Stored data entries

____

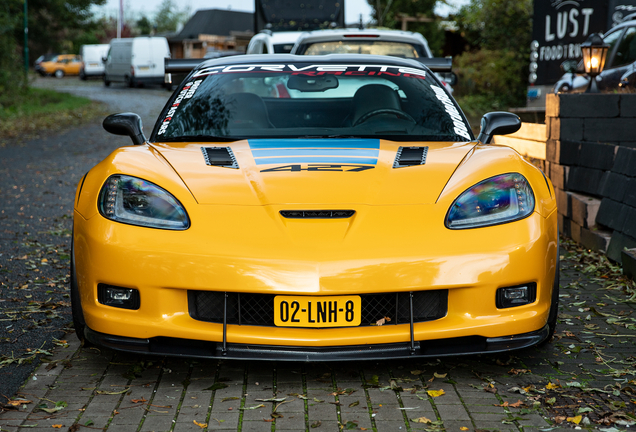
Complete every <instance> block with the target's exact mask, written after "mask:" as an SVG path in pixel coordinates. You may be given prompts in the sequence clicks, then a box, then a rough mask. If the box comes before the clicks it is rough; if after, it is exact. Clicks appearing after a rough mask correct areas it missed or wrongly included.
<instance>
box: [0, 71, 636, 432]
mask: <svg viewBox="0 0 636 432" xmlns="http://www.w3.org/2000/svg"><path fill="white" fill-rule="evenodd" d="M36 85H38V86H41V85H47V86H56V87H58V88H59V89H61V90H64V91H71V92H73V93H76V94H85V95H87V96H89V97H91V98H94V99H95V100H99V101H103V102H106V103H108V104H109V107H110V111H112V112H119V111H137V112H139V113H140V114H141V115H142V118H143V119H144V123H145V124H146V128H149V127H150V126H151V124H152V122H151V120H150V119H152V117H153V116H155V115H156V113H157V112H158V111H159V109H160V108H161V105H162V104H163V103H164V102H165V99H166V98H167V96H168V93H167V92H165V90H159V89H156V90H155V89H133V90H129V89H125V88H123V87H114V88H107V89H106V88H104V87H103V86H101V85H100V84H99V83H98V82H88V83H82V82H79V81H78V80H75V79H72V78H66V79H63V80H53V79H48V80H38V82H37V83H36ZM148 132H149V129H146V133H148ZM128 142H129V141H128V138H122V137H116V136H113V135H108V134H106V133H105V132H104V131H103V130H102V129H101V126H100V125H99V124H90V125H86V126H84V127H81V128H77V129H73V130H69V131H66V132H64V133H59V134H56V135H54V136H46V137H42V138H40V139H35V140H30V141H26V142H22V143H21V142H7V143H6V144H5V146H4V147H2V148H0V285H1V286H0V393H2V394H3V395H5V396H6V397H7V398H6V399H8V398H11V397H13V398H21V400H22V402H20V403H18V402H15V404H16V405H17V406H15V407H11V406H6V403H5V402H6V401H5V400H4V399H5V398H2V397H0V398H1V399H0V402H1V403H5V406H4V407H3V408H2V409H1V410H0V430H2V431H3V432H4V431H18V430H24V429H22V428H24V427H28V428H29V429H28V430H35V431H40V430H41V431H44V430H51V429H52V428H53V427H58V426H59V427H60V429H61V430H71V431H74V432H75V431H77V430H83V429H84V428H85V427H90V428H94V429H104V430H108V431H110V432H117V431H131V430H137V431H153V430H173V431H182V430H184V431H185V430H197V431H200V430H219V429H225V430H241V431H242V432H246V431H263V430H267V431H274V430H306V431H310V430H312V431H313V430H318V431H320V430H327V431H335V430H339V429H347V430H348V429H356V430H376V431H399V430H404V431H410V430H430V431H441V430H443V429H444V428H445V429H446V430H448V431H451V430H452V431H459V430H505V431H508V430H510V431H519V432H535V431H537V432H538V431H542V430H546V429H548V430H552V429H551V428H556V429H559V428H563V429H565V428H573V427H579V428H580V427H588V428H591V429H603V428H606V429H607V431H608V432H616V431H619V430H623V429H624V428H625V427H626V426H627V425H630V424H636V417H630V416H635V415H636V414H635V413H634V407H636V390H634V389H635V388H636V357H635V356H634V353H636V318H634V317H633V312H634V306H635V303H634V301H633V300H634V299H632V301H631V302H630V301H629V296H628V293H626V292H625V289H624V286H623V285H621V284H622V283H623V282H621V281H620V280H619V276H618V275H619V271H618V270H617V269H615V268H614V269H613V268H611V267H608V266H607V265H605V264H603V262H602V260H601V259H599V258H598V257H597V256H594V255H593V254H590V253H588V252H586V251H584V250H576V249H575V248H572V247H571V246H570V249H569V250H570V251H569V252H566V251H565V250H564V251H562V274H561V302H562V304H561V308H560V317H559V326H558V328H557V336H556V337H555V339H554V340H553V341H552V342H551V343H549V344H547V345H546V346H544V347H537V348H531V349H526V350H523V351H518V352H514V353H510V354H503V355H483V356H471V357H460V358H445V359H430V360H428V361H415V360H404V361H386V362H356V363H346V364H343V363H321V364H306V363H287V364H283V363H276V362H257V361H242V362H239V361H213V360H209V361H193V360H189V359H170V358H162V357H158V358H151V357H150V358H140V357H138V356H131V355H124V354H117V353H114V352H112V351H110V350H106V349H102V350H97V349H86V348H81V347H79V344H78V342H77V339H76V338H75V336H74V335H73V334H70V333H66V334H64V331H63V330H64V327H65V325H67V324H68V323H69V322H70V305H69V298H68V288H67V285H68V277H69V274H68V270H69V269H68V263H69V240H70V228H71V219H70V218H71V215H72V201H73V195H74V191H75V185H76V183H77V182H78V181H79V179H80V178H81V176H82V175H83V174H84V173H85V172H86V171H87V170H88V169H89V168H90V167H91V166H92V165H94V164H95V163H96V162H98V161H99V160H101V159H102V158H103V157H105V156H106V155H107V154H108V153H109V152H110V151H112V150H113V149H115V148H116V147H118V146H121V145H127V144H128ZM54 338H55V339H54ZM37 350H40V351H39V352H38V351H37ZM20 359H23V360H22V362H21V364H18V363H19V361H20ZM39 362H42V363H40V364H38V363H39ZM36 367H37V369H35V372H34V373H33V374H31V373H32V371H33V370H34V368H36ZM27 378H28V380H27ZM25 380H27V381H26V383H25ZM22 384H24V386H23V387H22V388H20V386H21V385H22ZM19 388H20V389H19ZM272 398H274V399H276V400H272ZM41 404H44V406H43V408H46V409H47V410H49V411H48V412H47V411H43V410H42V409H41V408H39V407H42V405H41ZM0 406H1V405H0ZM62 428H63V429H62ZM612 428H613V429H612Z"/></svg>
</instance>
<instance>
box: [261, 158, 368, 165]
mask: <svg viewBox="0 0 636 432" xmlns="http://www.w3.org/2000/svg"><path fill="white" fill-rule="evenodd" d="M255 161H256V165H267V164H301V163H328V164H367V165H375V164H377V163H378V160H377V159H370V158H351V157H329V156H317V157H311V156H301V157H277V158H257V159H255Z"/></svg>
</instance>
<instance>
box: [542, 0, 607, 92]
mask: <svg viewBox="0 0 636 432" xmlns="http://www.w3.org/2000/svg"><path fill="white" fill-rule="evenodd" d="M608 6H609V1H599V0H535V2H534V28H533V39H534V42H533V47H532V54H531V55H532V58H531V61H532V63H531V66H530V68H531V70H530V72H531V73H530V82H531V83H533V82H532V81H533V80H534V84H538V85H546V84H548V85H549V84H554V83H555V82H556V81H558V79H559V78H560V77H561V75H563V72H562V71H561V68H560V65H561V63H563V62H564V61H565V60H570V59H574V60H576V59H580V58H581V43H583V42H585V39H587V37H588V36H589V35H590V33H597V32H603V31H605V30H606V23H607V11H608Z"/></svg>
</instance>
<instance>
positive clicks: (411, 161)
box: [393, 147, 428, 168]
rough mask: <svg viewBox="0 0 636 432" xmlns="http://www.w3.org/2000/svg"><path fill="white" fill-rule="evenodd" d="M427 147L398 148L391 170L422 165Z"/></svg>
mask: <svg viewBox="0 0 636 432" xmlns="http://www.w3.org/2000/svg"><path fill="white" fill-rule="evenodd" d="M427 154H428V147H400V148H399V149H398V153H397V155H396V156H395V162H393V168H403V167H407V166H413V165H424V164H425V163H426V155H427Z"/></svg>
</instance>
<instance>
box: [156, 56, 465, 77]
mask: <svg viewBox="0 0 636 432" xmlns="http://www.w3.org/2000/svg"><path fill="white" fill-rule="evenodd" d="M206 60H210V59H171V58H167V57H166V59H165V60H164V65H165V70H166V83H170V82H172V79H171V77H170V74H173V73H189V72H190V71H191V70H192V69H194V68H195V67H197V66H198V65H199V64H200V63H202V62H204V61H206ZM413 60H416V61H418V62H420V63H422V64H423V65H424V66H426V67H427V68H429V69H430V70H431V71H432V72H440V73H444V72H452V70H453V58H452V57H432V58H424V57H419V58H416V59H413Z"/></svg>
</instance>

____

_AIM OF THE EXERCISE_.
Count the lines in the rows above that contain the string "clicks", treating uppercase and lowercase as different. Give only the number.

_OUTPUT FOR THIS EXERCISE_.
2